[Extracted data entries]
• • • • •

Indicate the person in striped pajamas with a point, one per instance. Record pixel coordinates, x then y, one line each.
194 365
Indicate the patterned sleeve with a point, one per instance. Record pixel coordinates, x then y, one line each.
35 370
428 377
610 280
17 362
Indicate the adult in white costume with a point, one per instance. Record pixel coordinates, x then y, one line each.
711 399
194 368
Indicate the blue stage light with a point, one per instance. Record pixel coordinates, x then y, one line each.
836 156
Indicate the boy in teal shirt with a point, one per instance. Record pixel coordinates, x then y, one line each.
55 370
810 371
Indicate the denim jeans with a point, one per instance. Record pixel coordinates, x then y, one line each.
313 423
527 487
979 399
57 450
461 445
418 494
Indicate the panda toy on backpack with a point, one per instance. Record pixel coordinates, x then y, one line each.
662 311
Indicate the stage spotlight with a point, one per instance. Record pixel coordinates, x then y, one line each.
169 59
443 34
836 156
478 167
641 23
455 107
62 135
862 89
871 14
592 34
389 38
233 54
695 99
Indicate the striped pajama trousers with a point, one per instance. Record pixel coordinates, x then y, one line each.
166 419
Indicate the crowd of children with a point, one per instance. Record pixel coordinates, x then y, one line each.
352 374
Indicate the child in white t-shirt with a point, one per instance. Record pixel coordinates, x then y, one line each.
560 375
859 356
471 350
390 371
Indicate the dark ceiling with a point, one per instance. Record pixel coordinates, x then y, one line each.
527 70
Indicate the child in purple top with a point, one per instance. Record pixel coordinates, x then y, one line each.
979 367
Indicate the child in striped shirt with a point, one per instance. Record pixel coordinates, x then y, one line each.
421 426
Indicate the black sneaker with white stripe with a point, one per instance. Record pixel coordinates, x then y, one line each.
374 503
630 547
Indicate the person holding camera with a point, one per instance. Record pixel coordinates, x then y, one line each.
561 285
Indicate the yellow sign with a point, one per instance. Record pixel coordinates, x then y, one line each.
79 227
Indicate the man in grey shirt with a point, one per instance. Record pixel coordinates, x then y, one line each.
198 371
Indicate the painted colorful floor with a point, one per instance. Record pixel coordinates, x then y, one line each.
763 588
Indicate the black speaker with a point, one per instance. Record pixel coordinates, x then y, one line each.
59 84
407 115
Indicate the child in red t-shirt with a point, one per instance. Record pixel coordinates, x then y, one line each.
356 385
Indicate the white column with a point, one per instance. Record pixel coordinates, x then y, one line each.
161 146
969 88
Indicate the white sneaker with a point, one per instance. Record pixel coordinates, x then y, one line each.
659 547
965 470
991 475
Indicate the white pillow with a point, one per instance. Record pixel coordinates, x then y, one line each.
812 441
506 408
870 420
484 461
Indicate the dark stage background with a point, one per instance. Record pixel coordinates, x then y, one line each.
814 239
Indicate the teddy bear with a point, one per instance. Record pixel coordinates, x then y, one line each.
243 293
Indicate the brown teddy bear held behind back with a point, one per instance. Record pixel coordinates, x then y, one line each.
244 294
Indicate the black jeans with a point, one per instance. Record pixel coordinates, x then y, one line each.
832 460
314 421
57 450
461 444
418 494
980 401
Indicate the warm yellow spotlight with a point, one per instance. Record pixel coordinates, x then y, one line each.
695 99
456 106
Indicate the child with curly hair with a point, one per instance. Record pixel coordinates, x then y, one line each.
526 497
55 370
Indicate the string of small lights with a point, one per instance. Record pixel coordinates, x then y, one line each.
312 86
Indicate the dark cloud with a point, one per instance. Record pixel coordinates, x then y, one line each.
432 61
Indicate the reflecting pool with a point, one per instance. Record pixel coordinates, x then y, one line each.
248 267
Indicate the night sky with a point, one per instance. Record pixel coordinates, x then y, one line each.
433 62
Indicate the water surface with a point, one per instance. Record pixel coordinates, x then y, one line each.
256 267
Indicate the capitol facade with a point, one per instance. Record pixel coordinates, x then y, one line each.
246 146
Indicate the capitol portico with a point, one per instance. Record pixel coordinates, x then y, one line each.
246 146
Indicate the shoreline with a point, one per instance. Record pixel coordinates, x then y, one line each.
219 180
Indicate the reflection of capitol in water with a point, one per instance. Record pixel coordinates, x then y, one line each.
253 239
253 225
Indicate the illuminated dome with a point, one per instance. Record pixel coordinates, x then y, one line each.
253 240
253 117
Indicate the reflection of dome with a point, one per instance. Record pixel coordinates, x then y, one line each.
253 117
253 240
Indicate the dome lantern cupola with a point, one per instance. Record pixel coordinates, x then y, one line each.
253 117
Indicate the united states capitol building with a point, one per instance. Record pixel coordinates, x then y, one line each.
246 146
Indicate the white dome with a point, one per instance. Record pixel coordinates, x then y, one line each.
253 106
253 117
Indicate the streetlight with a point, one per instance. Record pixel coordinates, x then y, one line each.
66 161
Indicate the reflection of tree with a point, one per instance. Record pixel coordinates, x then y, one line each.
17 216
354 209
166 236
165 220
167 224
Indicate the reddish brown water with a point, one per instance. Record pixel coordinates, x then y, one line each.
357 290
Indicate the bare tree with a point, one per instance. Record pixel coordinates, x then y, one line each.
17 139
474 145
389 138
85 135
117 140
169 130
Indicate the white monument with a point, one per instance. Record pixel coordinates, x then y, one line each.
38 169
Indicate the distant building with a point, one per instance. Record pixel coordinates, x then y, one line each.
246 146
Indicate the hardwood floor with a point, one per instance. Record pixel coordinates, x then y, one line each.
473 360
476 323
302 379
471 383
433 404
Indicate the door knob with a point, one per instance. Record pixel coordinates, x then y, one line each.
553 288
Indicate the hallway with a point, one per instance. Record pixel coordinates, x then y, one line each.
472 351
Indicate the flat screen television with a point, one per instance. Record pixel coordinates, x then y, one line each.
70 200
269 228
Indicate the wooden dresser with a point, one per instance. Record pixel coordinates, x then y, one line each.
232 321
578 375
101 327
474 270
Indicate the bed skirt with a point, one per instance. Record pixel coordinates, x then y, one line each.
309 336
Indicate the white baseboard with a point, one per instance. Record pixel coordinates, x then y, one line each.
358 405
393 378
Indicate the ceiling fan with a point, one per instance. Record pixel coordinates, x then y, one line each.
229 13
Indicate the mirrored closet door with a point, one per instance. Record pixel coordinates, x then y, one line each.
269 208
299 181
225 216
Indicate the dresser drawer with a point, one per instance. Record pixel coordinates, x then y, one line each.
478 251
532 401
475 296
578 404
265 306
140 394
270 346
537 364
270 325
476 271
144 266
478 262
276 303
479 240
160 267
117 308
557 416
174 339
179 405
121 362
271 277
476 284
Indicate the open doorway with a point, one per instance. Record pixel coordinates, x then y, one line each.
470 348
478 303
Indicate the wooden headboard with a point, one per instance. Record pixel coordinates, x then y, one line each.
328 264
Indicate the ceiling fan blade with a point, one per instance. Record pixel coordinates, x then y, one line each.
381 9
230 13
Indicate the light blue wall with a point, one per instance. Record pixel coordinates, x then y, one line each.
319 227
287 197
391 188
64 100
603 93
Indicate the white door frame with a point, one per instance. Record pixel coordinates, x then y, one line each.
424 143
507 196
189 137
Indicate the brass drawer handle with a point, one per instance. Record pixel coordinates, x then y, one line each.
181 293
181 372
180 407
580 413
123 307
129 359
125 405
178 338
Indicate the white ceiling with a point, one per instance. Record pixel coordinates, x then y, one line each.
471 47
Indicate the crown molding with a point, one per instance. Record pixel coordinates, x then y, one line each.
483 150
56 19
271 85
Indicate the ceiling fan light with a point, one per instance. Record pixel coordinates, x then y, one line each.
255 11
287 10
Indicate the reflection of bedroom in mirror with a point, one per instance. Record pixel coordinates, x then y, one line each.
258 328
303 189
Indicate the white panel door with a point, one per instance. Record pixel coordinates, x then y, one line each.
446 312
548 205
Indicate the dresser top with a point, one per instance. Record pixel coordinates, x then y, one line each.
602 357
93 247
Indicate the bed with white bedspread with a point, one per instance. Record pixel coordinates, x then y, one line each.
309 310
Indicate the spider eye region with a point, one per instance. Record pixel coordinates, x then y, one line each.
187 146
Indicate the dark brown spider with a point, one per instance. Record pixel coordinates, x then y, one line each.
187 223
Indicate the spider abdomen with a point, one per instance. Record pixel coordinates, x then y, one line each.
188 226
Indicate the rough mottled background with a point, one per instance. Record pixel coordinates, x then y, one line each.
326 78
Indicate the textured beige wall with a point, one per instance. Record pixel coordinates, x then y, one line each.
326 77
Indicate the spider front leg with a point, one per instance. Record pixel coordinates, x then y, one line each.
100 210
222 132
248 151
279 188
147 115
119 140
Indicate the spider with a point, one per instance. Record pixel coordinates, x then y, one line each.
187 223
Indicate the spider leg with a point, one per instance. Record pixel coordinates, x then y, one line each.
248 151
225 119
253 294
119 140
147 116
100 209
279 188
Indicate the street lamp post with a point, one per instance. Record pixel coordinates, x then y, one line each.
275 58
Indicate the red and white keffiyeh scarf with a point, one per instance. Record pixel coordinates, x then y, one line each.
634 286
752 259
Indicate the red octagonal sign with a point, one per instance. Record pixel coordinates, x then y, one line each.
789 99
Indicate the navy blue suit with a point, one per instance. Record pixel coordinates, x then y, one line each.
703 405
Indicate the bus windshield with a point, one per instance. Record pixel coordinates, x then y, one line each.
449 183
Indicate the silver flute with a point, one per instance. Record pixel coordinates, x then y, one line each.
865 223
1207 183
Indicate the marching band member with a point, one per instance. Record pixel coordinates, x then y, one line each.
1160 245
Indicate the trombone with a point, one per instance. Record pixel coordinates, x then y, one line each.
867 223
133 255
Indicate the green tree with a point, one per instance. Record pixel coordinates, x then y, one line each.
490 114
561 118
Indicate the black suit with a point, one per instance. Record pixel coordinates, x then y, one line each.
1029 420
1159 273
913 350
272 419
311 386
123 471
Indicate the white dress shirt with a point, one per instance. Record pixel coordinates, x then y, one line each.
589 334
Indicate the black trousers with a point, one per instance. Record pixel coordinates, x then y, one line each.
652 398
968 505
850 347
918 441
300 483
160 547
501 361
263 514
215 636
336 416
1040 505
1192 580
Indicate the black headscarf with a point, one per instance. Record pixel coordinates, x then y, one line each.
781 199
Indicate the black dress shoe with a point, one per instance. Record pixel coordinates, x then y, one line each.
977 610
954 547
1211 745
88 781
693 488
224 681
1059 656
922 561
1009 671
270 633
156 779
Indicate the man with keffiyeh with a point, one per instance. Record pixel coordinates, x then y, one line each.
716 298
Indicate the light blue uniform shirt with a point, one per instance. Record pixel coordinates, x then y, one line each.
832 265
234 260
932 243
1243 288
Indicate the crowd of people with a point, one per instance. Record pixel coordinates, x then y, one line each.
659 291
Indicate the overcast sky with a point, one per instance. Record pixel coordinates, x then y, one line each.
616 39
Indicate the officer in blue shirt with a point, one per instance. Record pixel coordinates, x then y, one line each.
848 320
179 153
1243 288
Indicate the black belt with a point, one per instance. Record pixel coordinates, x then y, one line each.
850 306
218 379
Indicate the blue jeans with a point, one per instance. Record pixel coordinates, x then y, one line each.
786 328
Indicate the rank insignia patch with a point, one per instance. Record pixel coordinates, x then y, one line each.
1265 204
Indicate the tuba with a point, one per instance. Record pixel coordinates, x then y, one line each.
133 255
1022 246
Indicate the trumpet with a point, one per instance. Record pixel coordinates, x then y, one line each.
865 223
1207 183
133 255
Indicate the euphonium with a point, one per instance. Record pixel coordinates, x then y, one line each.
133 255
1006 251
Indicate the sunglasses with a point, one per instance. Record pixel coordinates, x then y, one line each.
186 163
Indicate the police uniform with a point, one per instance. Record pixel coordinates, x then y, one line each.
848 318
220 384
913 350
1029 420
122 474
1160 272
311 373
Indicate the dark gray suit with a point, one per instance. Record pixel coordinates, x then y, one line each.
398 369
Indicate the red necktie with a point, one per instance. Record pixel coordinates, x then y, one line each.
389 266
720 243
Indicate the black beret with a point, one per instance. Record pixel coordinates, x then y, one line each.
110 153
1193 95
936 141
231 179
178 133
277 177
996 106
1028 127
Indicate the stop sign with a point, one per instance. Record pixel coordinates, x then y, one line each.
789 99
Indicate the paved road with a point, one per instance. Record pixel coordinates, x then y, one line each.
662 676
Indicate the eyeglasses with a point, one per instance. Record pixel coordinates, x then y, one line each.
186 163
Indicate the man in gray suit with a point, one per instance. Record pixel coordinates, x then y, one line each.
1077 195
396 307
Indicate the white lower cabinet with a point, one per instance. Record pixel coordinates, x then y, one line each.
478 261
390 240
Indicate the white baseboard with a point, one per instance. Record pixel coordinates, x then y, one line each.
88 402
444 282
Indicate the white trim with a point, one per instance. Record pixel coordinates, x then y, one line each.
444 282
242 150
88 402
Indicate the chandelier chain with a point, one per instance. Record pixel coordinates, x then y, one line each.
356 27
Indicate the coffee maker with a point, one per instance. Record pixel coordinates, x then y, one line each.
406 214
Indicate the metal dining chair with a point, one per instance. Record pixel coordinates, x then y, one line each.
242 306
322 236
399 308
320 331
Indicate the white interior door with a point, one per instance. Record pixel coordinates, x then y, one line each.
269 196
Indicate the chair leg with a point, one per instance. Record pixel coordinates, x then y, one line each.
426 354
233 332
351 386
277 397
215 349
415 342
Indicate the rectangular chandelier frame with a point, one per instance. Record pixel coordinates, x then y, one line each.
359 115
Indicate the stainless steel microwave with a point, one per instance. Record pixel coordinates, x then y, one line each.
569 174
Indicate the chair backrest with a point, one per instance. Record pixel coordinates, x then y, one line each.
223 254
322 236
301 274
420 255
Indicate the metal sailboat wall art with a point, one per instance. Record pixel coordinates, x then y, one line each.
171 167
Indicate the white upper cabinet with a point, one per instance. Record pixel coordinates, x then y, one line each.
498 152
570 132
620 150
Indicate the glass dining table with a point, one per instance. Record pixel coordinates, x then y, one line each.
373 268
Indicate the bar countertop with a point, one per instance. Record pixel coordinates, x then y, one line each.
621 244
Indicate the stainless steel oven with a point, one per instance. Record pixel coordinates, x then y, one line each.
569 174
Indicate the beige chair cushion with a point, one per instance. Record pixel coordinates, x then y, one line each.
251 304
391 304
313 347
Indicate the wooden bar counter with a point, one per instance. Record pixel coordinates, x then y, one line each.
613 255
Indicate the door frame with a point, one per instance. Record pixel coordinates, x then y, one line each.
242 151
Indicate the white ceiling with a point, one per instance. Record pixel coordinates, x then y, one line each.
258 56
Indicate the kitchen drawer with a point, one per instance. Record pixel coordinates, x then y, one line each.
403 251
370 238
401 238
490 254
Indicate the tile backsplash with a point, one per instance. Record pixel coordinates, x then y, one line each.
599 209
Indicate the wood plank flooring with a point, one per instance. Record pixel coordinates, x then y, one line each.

• • • • •

**WHAT IS NEEDED**
Write out again, exactly, the lines from the one holding "Indicate the white interior" through the end of the listing, with both ends included.

**RESPONSE**
Indicate the white interior door with a point, one per instance. Record pixel coordinates, x then y, one line each.
269 196
Indicate the chair leg with a point, one per instance. Record pixel coordinates, x then y, one line each.
426 354
233 332
351 386
277 397
215 349
415 342
Indicate the rectangular chandelier frame with a point, one per instance. Record pixel coordinates, x then y, one line each.
359 115
Indicate the stainless steel microwave with a point, one per instance. Record pixel coordinates, x then y, one line each.
569 174
Indicate the chair backrest with a point, one per instance. Record pixel coordinates, x then y, one line each.
223 254
322 236
301 274
420 255
Indicate the metal sailboat wall art with a point, one per instance. Record pixel coordinates, x then y, one line each.
171 167
Indicate the white upper cabinet with a point, one per instance. Record pixel coordinates, x then y, one line each.
498 152
570 132
620 150
Indicate the glass dining table with a point, one per instance. Record pixel coordinates, x then y, one line each.
373 268
Indicate the bar countertop with a point, one per instance. Record pixel coordinates, x then y, one line each.
621 244
Indicate the stainless steel oven with a point, one per instance. Record pixel coordinates, x then y, one line each.
569 174
Indicate the beige chair cushion with a point, one per instance. Record pixel coordinates, x then y, one line each.
251 304
391 304
313 347
Indicate the wooden bar counter with a point, one per instance. Record pixel coordinates, x then y, one line each.
613 255
Indicate the door frame with a point, one per instance. Record pixel coordinates, x then y, one line each.
242 151
Indicate the white ceiling with a point, one per instance. Record pixel coordinates, x then y, one line each.
258 56
Indicate the kitchen drawer with a point, one per instance. Record pixel coordinates, x then y, one line each.
403 251
370 238
401 238
490 254
Indicate the tile backsplash with a point, one per instance. Record pixel coordinates, x then y, one line each.
599 209
Indicate the wood plank flooring with a point, one per instance. Record pixel coordinates, x then y, one line each.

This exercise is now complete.